TO DO - Arrange the data from the line with "query | entry walkway" up to and including the final line as a numbered list, one line per item, omitting any blank lines.
====================
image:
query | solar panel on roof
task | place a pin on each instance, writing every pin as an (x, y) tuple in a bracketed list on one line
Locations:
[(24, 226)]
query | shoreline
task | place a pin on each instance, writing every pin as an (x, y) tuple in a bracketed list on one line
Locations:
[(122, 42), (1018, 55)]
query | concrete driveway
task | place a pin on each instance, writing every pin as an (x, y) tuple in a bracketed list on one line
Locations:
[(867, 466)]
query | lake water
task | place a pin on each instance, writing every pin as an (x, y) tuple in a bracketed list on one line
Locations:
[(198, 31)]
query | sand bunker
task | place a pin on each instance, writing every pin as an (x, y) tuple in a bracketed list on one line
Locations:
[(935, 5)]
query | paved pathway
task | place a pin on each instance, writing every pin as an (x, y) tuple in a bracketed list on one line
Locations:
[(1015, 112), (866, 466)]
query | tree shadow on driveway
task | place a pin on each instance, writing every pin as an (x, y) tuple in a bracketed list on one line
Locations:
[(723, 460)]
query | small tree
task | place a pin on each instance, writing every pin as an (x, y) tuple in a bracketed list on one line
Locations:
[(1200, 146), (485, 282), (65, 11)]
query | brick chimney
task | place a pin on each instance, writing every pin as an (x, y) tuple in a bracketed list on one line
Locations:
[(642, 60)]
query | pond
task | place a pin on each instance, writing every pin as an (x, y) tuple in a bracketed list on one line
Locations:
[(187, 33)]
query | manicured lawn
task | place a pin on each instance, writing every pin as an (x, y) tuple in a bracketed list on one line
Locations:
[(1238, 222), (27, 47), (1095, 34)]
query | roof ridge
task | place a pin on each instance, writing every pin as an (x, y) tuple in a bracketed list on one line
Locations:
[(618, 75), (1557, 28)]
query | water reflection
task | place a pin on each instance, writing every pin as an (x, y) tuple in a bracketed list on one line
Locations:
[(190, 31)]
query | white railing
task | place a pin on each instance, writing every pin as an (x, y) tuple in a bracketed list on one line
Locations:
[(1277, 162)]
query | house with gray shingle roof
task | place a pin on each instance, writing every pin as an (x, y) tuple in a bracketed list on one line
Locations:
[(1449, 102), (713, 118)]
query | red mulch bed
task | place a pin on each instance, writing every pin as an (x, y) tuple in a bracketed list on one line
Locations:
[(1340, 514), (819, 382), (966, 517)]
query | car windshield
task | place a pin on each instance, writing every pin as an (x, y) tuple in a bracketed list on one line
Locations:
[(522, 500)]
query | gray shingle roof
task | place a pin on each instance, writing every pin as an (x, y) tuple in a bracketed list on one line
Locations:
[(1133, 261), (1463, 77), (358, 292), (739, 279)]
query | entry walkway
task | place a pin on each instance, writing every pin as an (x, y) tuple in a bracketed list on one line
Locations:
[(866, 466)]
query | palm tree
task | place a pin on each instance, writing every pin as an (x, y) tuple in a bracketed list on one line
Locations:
====================
OUTPUT FOR THIS TASK -
1. query | entry walkway
2. task | place a pin on each instance, writing every pin as an (x, y) tuple in a bracketed list on one line
3. Locations:
4. [(866, 466)]
5. query | palm tree
6. task | place a pin on each instance, writing every pin as an (x, y) tuple in a bracketed list on one line
7. Locations:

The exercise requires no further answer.